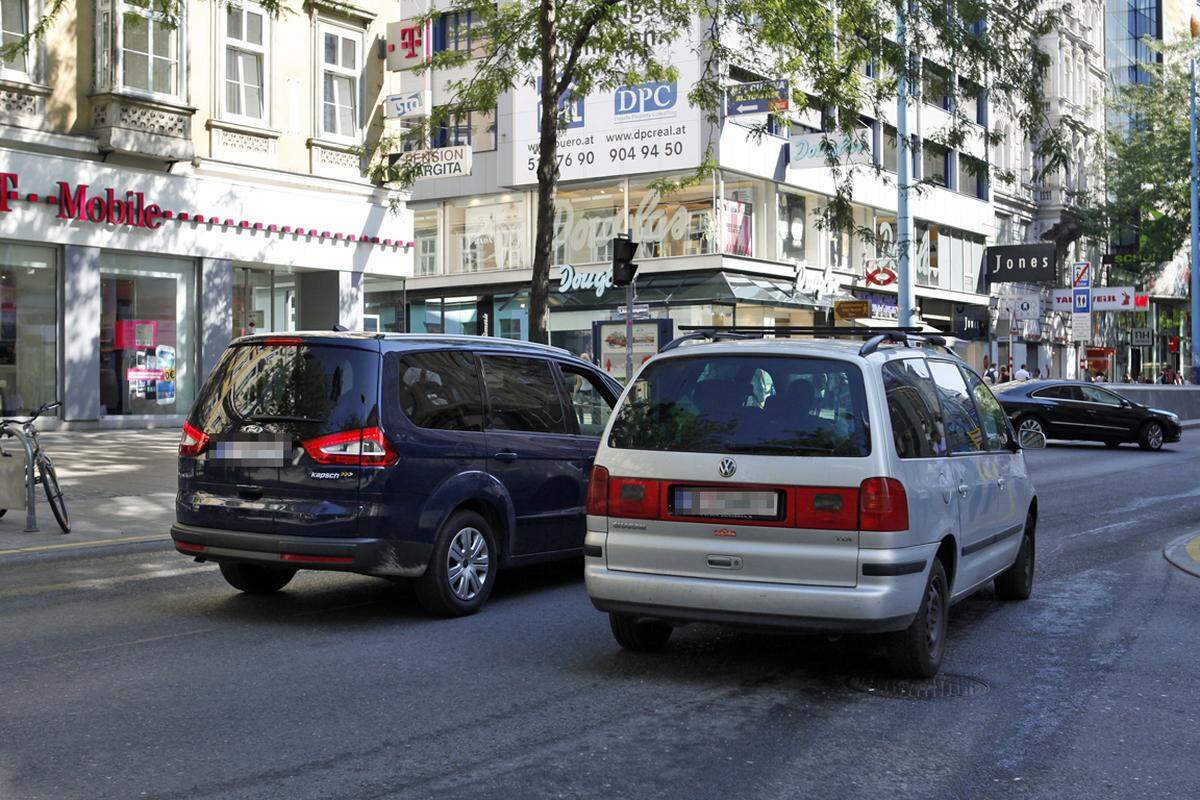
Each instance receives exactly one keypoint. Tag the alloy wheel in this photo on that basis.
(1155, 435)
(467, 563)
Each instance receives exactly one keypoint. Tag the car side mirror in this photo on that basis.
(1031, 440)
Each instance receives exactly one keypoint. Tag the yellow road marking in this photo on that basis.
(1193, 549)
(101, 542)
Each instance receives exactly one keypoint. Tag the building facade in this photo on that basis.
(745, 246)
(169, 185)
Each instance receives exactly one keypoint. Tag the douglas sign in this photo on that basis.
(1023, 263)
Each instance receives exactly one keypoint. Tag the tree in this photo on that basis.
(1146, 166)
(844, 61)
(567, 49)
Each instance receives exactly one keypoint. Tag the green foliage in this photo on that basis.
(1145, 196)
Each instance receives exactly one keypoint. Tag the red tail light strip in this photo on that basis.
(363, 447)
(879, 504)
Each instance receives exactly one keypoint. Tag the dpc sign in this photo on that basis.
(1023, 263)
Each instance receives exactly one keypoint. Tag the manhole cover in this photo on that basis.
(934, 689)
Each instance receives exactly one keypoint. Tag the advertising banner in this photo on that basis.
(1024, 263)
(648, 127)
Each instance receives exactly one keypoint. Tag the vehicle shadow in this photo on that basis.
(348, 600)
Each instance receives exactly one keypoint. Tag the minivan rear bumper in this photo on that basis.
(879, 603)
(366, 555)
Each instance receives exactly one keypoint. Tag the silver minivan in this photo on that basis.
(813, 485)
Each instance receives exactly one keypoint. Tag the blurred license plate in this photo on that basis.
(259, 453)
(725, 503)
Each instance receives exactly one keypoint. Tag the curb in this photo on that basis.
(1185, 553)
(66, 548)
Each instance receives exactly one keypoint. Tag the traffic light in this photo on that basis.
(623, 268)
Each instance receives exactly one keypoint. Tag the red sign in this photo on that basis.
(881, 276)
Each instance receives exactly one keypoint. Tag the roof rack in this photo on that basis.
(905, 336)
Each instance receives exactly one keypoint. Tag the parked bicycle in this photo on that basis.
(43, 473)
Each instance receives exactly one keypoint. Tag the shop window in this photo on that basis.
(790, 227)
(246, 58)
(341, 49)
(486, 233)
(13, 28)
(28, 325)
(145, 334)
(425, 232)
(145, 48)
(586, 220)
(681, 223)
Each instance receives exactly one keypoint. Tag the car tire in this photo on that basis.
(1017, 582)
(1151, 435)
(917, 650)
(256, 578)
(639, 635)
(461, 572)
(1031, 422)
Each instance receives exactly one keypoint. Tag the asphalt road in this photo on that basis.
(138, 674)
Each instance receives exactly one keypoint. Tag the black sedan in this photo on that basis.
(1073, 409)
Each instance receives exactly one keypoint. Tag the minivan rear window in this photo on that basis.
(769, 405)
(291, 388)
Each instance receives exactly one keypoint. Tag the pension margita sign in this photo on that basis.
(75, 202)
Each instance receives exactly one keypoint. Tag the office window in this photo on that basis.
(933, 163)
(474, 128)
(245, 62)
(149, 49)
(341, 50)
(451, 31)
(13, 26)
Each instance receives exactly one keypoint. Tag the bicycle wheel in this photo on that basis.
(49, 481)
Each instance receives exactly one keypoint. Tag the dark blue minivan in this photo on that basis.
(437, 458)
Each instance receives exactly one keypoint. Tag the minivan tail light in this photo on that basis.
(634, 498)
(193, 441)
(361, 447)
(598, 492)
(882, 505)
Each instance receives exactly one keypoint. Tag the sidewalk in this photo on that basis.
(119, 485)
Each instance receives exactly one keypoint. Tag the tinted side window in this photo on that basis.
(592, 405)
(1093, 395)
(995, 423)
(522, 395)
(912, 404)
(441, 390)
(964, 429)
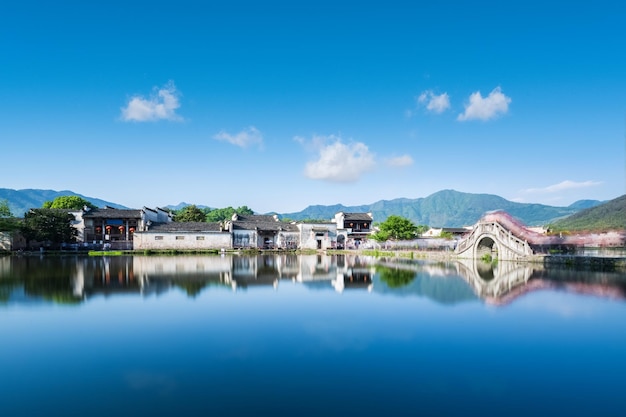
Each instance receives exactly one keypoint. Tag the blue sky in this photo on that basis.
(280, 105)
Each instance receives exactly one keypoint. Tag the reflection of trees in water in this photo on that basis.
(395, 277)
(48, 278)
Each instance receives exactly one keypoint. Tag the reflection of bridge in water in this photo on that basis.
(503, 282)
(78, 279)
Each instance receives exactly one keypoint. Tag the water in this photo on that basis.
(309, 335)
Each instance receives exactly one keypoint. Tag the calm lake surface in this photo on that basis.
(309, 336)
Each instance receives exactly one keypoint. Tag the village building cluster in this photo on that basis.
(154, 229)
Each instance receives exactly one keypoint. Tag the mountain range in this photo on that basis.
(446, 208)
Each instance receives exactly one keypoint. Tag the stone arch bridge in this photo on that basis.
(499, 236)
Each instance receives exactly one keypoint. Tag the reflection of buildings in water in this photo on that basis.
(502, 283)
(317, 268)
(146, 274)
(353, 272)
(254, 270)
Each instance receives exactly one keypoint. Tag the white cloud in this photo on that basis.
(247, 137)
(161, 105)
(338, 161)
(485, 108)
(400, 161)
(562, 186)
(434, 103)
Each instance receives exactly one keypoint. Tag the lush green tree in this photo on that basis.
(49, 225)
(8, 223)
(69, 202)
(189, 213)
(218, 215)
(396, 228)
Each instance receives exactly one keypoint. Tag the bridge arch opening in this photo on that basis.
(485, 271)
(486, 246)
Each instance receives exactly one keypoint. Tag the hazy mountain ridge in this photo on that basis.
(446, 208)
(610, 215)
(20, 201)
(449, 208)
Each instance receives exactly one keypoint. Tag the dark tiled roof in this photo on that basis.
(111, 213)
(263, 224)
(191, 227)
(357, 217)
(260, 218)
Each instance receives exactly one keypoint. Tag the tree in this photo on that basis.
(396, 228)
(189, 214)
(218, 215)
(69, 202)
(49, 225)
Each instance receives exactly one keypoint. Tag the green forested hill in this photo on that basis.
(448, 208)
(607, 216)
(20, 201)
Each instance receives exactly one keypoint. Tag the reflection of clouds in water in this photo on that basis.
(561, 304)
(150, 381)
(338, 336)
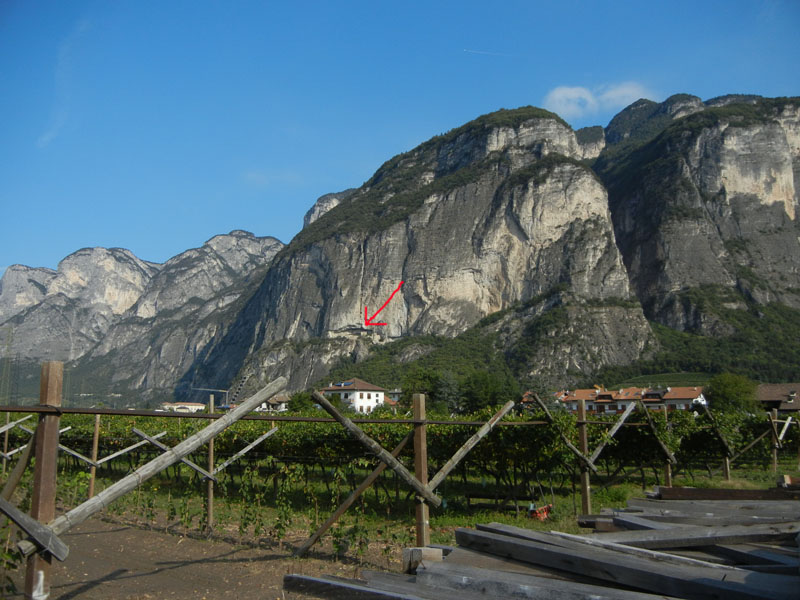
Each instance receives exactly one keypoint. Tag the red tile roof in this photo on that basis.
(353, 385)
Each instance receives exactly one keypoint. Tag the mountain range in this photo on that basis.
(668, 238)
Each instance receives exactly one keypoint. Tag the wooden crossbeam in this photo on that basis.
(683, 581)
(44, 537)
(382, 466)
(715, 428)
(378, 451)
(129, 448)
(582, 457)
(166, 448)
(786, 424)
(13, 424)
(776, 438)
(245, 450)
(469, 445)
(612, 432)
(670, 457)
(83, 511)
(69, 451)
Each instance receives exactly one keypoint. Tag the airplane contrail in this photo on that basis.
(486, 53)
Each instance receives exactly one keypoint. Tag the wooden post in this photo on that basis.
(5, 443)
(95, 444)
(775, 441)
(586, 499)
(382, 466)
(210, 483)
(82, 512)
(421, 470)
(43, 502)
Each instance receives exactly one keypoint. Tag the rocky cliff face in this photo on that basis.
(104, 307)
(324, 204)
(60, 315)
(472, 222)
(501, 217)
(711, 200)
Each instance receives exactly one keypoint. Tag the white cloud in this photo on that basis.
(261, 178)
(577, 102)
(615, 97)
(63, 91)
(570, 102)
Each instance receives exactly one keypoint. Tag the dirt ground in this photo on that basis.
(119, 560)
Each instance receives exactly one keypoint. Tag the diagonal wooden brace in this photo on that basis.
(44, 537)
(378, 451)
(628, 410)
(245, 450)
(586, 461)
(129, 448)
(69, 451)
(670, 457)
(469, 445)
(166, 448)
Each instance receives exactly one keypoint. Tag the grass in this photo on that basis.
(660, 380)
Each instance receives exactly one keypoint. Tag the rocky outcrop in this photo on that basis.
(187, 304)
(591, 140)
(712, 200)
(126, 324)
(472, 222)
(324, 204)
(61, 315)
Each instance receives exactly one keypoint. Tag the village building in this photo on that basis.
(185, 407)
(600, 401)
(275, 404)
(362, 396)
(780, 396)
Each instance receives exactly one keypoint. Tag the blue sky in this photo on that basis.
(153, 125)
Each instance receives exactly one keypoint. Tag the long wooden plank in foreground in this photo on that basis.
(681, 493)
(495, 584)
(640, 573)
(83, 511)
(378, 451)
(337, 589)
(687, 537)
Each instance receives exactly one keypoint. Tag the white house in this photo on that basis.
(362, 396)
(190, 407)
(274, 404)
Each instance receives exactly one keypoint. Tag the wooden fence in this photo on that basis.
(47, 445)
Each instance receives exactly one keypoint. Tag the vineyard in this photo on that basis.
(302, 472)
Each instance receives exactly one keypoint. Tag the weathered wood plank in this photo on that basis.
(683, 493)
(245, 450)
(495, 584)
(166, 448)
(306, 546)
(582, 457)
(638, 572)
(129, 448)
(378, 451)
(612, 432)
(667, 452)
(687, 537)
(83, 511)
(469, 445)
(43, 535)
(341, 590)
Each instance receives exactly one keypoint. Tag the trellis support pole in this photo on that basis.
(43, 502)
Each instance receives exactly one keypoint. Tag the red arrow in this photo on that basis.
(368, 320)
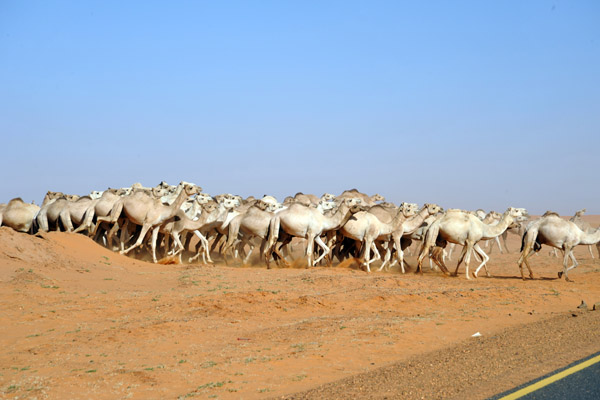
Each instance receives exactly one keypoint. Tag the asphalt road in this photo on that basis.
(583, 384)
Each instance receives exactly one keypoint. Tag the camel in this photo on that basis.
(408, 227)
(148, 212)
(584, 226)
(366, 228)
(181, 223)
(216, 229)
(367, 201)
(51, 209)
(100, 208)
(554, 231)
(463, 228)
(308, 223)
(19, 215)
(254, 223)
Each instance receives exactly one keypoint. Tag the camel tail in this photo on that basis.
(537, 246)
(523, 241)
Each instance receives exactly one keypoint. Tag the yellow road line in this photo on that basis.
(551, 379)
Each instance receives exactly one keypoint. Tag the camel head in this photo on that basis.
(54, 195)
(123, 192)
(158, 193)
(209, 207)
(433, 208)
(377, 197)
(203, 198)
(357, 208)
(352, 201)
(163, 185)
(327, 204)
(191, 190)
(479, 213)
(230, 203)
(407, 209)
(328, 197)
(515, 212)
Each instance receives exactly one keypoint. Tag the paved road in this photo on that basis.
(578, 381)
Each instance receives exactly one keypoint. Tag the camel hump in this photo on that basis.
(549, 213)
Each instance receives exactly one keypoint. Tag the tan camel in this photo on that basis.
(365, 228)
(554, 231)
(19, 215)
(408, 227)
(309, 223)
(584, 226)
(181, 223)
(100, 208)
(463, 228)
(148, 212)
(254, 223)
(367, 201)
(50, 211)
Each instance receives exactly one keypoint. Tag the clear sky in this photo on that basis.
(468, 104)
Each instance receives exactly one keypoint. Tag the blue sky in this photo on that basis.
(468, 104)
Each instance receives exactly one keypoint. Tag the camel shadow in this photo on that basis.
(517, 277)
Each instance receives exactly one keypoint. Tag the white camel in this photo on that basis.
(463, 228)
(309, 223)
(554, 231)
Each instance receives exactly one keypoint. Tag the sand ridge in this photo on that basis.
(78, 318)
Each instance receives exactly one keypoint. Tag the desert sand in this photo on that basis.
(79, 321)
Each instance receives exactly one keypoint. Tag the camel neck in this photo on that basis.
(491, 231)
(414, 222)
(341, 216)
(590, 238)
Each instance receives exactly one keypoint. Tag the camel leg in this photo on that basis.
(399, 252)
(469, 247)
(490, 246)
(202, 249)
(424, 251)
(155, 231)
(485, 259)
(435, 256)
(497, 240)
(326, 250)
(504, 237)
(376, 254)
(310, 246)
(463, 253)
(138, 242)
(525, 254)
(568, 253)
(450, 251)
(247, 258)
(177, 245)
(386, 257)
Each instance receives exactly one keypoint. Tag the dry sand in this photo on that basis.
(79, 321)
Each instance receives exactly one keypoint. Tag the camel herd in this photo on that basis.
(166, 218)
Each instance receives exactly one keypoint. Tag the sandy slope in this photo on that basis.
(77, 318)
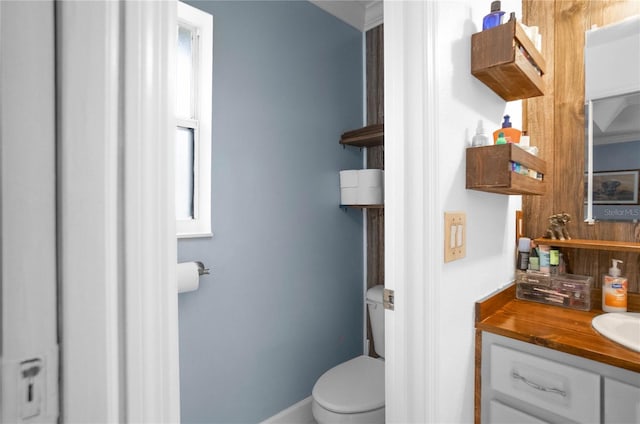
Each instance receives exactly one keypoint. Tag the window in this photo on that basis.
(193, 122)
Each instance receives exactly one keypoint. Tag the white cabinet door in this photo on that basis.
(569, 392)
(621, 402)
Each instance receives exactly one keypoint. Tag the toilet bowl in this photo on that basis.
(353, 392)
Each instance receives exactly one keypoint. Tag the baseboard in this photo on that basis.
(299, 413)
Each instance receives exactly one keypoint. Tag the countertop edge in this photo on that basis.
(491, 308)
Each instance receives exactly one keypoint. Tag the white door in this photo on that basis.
******
#### The request:
Please give the data again, starting at the beginning and ending at the line that contains "(1145, 196)", with "building facade" switched to "building front" and nothing else changed. Leave the pictures out.

#### Exercise solution:
Each instance receives exactly one keypoint. Tag the alloy wheel in this photo on that basis.
(1155, 435)
(467, 563)
Each instance receives exactly one keypoint. Tag the car side mirror in this photo on that basis.
(1031, 440)
Each instance receives exactly one keypoint. Tag the yellow road marking in this photo on that basis.
(1193, 549)
(101, 542)
Each instance receives exactly one keypoint. Tag the building front in this photo on that basis.
(745, 246)
(169, 185)
Each instance receives exactly one keypoint. Tag the douglas sign in this photo on that basis.
(1023, 263)
Each instance receives exactly one keypoint. Tag the tree in this photo on that basis.
(1146, 166)
(844, 61)
(567, 49)
Each instance receives exactly one keypoint. Tag the green foliage in this photo on that basis.
(1145, 196)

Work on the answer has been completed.